**Material to process**:
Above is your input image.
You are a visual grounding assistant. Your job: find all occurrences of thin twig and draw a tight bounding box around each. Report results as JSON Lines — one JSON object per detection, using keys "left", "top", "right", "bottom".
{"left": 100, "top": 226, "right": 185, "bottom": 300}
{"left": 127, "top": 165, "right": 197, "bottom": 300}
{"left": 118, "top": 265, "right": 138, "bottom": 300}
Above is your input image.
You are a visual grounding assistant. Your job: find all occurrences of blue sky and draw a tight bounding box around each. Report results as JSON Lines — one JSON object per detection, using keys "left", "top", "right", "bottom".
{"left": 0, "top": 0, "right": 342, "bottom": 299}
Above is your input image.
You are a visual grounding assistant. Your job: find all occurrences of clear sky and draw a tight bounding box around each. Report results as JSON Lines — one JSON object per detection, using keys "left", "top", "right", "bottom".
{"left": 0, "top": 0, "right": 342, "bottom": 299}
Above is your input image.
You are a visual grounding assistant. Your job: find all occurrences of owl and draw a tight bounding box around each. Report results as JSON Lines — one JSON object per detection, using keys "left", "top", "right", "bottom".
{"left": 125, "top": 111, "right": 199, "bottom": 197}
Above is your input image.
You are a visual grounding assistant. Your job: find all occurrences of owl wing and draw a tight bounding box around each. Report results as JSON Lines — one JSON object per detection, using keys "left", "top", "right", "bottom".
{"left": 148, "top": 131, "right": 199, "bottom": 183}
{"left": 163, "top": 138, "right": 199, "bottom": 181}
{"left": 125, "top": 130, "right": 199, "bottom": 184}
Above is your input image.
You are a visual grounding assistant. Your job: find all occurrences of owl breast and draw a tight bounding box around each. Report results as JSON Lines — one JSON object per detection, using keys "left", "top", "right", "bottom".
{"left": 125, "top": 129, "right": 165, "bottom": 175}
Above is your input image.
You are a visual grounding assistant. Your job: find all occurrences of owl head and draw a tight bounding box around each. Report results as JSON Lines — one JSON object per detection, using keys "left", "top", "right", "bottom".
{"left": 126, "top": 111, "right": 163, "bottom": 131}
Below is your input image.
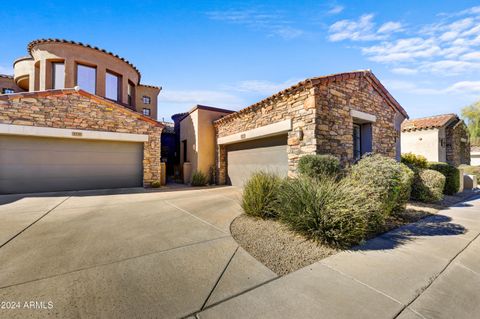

**Your assignment**:
Once the pictures are set aside, give the rest of the listing again exactly.

**Final answer**:
Above is your input image.
You are a visual grounding assistant. Your job: find all occurrences of thin twig and draw a tight bounding box around each. Report results as JSON Lines — one JSON object per detection, using keys "left", "top", "right", "bottom".
{"left": 100, "top": 226, "right": 185, "bottom": 300}
{"left": 127, "top": 165, "right": 197, "bottom": 300}
{"left": 118, "top": 265, "right": 138, "bottom": 300}
Above is your input image.
You are a visual grounding assistant. Your job: find all occurrences of blue sky and draw a tight bounding box around each. Report results as JSON Lines — one JSON object per detection, using keys "left", "top", "right", "bottom".
{"left": 0, "top": 0, "right": 342, "bottom": 299}
Above is your input image.
You are a visual grounding assistant. Your job: find all occurrences of clear sky and draw a tight bounding box around each. Report results as JSON Lines — one JSON object per detection, using keys "left", "top", "right", "bottom".
{"left": 0, "top": 0, "right": 342, "bottom": 299}
Above is your input image.
You are a visual grounding assistant. Your job: find all occurrences of owl and draw a tight bounding box around each. Report results as JSON Lines — one JSON object per detection, using keys "left", "top", "right", "bottom".
{"left": 125, "top": 111, "right": 199, "bottom": 197}
Above is your input image.
You are a visual grounding assistant. Your job: find all occurrences of owl wing and draw a tight bounding box around each. Report results as JSON Lines — one JSON object per detection, using keys "left", "top", "right", "bottom".
{"left": 148, "top": 131, "right": 199, "bottom": 183}
{"left": 163, "top": 138, "right": 199, "bottom": 181}
{"left": 125, "top": 130, "right": 199, "bottom": 184}
Above is your input image.
You are a visual grounding assistant. Your job: find all occurrences of owl breast and draw a tight bounding box around each. Report results as JSON Lines — one JSON object per detection, using keys "left", "top", "right", "bottom".
{"left": 125, "top": 129, "right": 165, "bottom": 175}
Above is your input image.
You are a visual grounding assistant. Your job: find all occurrences of owl head and draw a tight bounding box around each. Report results as JSON Lines — one JSON object per detection, using keys "left", "top", "right", "bottom".
{"left": 126, "top": 111, "right": 163, "bottom": 131}
Below is your input image.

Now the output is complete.